======== Excerpted records

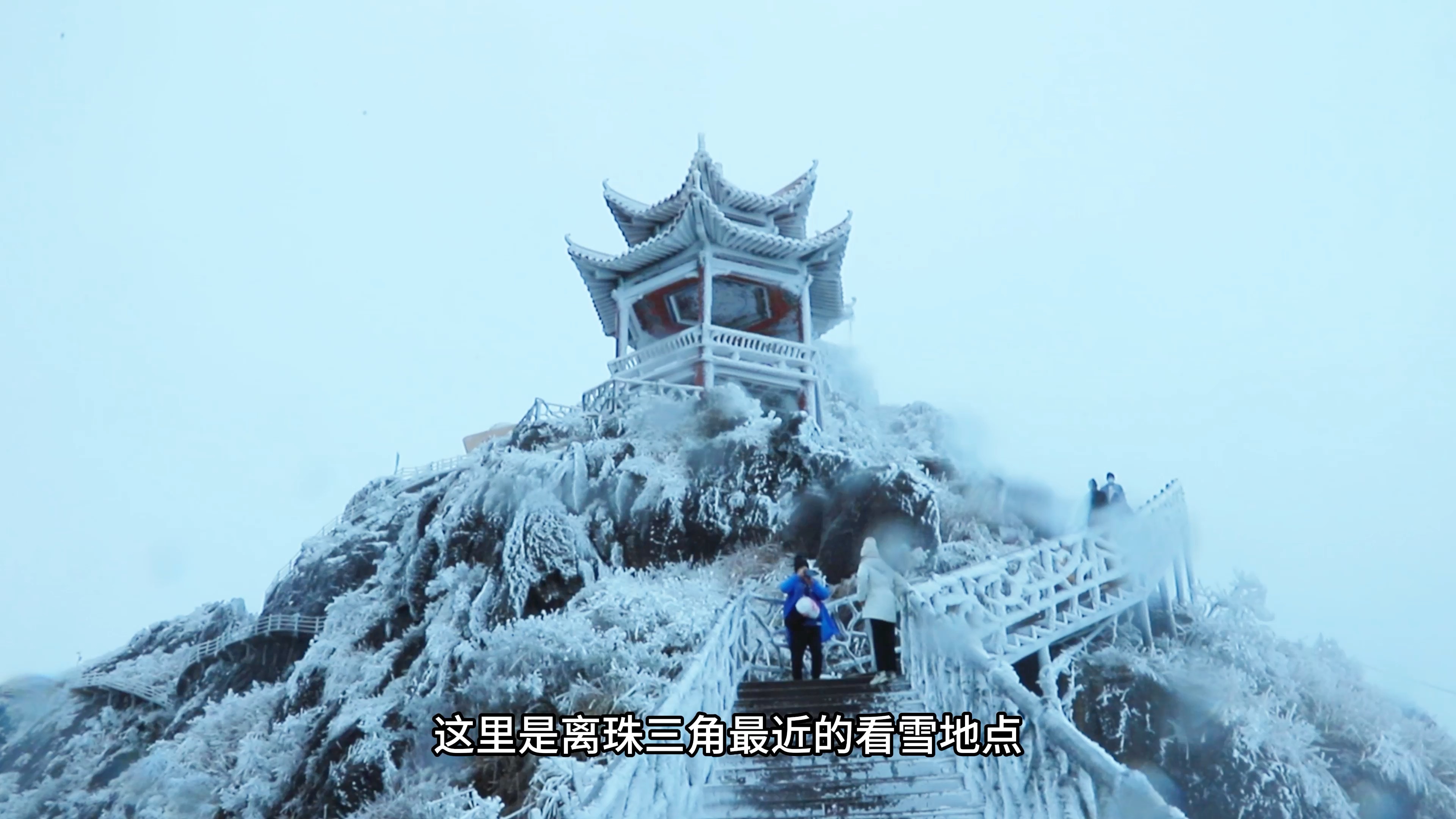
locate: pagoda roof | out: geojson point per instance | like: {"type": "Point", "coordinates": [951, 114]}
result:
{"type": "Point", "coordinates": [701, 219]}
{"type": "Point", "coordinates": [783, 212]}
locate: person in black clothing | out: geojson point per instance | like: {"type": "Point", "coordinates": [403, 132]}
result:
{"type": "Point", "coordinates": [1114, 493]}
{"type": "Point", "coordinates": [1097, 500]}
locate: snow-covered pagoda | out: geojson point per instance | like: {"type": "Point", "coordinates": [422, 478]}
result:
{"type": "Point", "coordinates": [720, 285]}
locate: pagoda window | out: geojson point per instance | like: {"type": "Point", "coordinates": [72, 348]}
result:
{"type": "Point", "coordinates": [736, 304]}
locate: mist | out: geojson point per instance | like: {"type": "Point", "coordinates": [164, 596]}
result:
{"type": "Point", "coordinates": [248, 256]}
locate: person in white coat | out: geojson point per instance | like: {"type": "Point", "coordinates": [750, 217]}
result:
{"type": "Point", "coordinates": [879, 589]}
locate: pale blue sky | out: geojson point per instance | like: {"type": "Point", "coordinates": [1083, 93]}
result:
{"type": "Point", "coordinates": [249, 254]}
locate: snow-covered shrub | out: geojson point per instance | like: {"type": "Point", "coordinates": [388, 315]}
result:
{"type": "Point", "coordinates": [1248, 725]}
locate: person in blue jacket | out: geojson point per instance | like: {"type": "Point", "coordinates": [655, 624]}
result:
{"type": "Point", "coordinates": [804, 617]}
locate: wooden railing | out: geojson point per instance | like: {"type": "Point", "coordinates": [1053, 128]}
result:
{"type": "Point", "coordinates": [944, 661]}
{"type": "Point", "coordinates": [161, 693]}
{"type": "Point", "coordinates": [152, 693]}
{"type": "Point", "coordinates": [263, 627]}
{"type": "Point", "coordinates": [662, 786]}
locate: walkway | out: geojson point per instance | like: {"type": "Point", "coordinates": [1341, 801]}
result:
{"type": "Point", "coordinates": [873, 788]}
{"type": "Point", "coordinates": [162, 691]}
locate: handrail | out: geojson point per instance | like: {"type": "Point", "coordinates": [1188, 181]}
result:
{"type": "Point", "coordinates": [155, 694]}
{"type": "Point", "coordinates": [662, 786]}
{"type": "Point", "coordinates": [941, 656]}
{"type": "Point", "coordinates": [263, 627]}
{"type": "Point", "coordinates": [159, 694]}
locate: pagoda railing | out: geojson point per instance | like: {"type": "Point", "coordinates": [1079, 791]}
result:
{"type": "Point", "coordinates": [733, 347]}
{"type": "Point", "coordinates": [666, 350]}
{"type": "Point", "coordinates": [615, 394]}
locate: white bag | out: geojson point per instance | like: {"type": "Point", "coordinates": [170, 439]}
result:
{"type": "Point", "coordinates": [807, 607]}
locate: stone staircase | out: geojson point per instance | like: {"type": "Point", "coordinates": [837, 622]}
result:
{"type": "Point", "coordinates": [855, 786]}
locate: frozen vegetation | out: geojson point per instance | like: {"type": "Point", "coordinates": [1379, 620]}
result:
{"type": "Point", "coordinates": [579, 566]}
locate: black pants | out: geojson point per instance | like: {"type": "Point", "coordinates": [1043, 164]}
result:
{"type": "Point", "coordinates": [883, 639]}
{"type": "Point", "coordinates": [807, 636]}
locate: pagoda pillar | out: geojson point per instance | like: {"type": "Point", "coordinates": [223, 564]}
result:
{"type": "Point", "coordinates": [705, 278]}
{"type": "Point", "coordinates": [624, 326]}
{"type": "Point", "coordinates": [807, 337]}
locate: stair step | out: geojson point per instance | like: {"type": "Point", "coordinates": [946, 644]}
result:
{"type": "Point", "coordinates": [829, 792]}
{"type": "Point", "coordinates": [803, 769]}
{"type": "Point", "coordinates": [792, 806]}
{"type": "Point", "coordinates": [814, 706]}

================

§ Prompt:
Repeat the preceding records precisely, and leave every picture out of the copy.

§ Written reply:
locate: pagoda roof | out: geojson point per instance | like: {"type": "Point", "coordinates": [951, 114]}
result:
{"type": "Point", "coordinates": [701, 219]}
{"type": "Point", "coordinates": [783, 212]}
locate: person in black clothing | out: geojson point per instance | like: {"type": "Point", "coordinates": [403, 132]}
result:
{"type": "Point", "coordinates": [1114, 493]}
{"type": "Point", "coordinates": [1097, 500]}
locate: snow-covered pagoda | out: geojson point per instance | like: {"type": "Point", "coordinates": [422, 478]}
result:
{"type": "Point", "coordinates": [720, 285]}
locate: pagoda window | out: geojson point per instance | like: {"type": "Point", "coordinates": [72, 348]}
result:
{"type": "Point", "coordinates": [736, 304]}
locate: mist | out: geojson point per instance | like: {"type": "Point", "coordinates": [164, 596]}
result:
{"type": "Point", "coordinates": [248, 256]}
locate: person in white coat | out: geojson point per instance | like: {"type": "Point", "coordinates": [750, 217]}
result:
{"type": "Point", "coordinates": [879, 589]}
locate: pale blue sky | out: geojson point per instance | like: {"type": "Point", "coordinates": [1083, 93]}
result:
{"type": "Point", "coordinates": [249, 254]}
locate: snow-covered shrub | out: geojson point per instance | like: {"type": "Point", "coordinates": [388, 315]}
result:
{"type": "Point", "coordinates": [1248, 725]}
locate: person in blue jacket | out: geojson point per instance | like: {"type": "Point", "coordinates": [655, 624]}
result:
{"type": "Point", "coordinates": [804, 617]}
locate: wooden railing | out: geojson point per instance | like: {"type": "Point", "coordinates": [1053, 128]}
result:
{"type": "Point", "coordinates": [944, 661]}
{"type": "Point", "coordinates": [161, 693]}
{"type": "Point", "coordinates": [152, 693]}
{"type": "Point", "coordinates": [263, 627]}
{"type": "Point", "coordinates": [662, 786]}
locate: walkway | out: geojson point per instance | like: {"type": "Point", "coordinates": [1341, 801]}
result:
{"type": "Point", "coordinates": [873, 788]}
{"type": "Point", "coordinates": [162, 691]}
locate: handrail | out: geojson point per instance | like: {"type": "Point", "coordinates": [1188, 181]}
result:
{"type": "Point", "coordinates": [155, 694]}
{"type": "Point", "coordinates": [662, 786]}
{"type": "Point", "coordinates": [941, 656]}
{"type": "Point", "coordinates": [263, 627]}
{"type": "Point", "coordinates": [159, 694]}
locate: pagoda railing | out: geojson point per instance | like: {"type": "Point", "coordinates": [1079, 791]}
result:
{"type": "Point", "coordinates": [733, 347]}
{"type": "Point", "coordinates": [666, 350]}
{"type": "Point", "coordinates": [615, 394]}
locate: white bag | out: geojson point per instance | like: {"type": "Point", "coordinates": [170, 439]}
result:
{"type": "Point", "coordinates": [807, 607]}
locate: stone staircase | out: geojson point per instance | like: {"type": "Point", "coordinates": [837, 622]}
result:
{"type": "Point", "coordinates": [855, 786]}
locate: frozen vegetation | out: geojson point per instance | like: {"type": "Point", "coordinates": [1379, 620]}
result:
{"type": "Point", "coordinates": [579, 566]}
locate: black pants | out: geojson point per instance | like: {"type": "Point", "coordinates": [1043, 164]}
result:
{"type": "Point", "coordinates": [883, 639]}
{"type": "Point", "coordinates": [807, 636]}
locate: pagoda pillar | out: geojson point per instance | like: {"type": "Point", "coordinates": [223, 564]}
result:
{"type": "Point", "coordinates": [705, 278]}
{"type": "Point", "coordinates": [624, 326]}
{"type": "Point", "coordinates": [807, 337]}
locate: stair step | out: geojson point per instance | like: {"type": "Point", "coordinates": [946, 644]}
result:
{"type": "Point", "coordinates": [829, 792]}
{"type": "Point", "coordinates": [803, 769]}
{"type": "Point", "coordinates": [792, 806]}
{"type": "Point", "coordinates": [814, 706]}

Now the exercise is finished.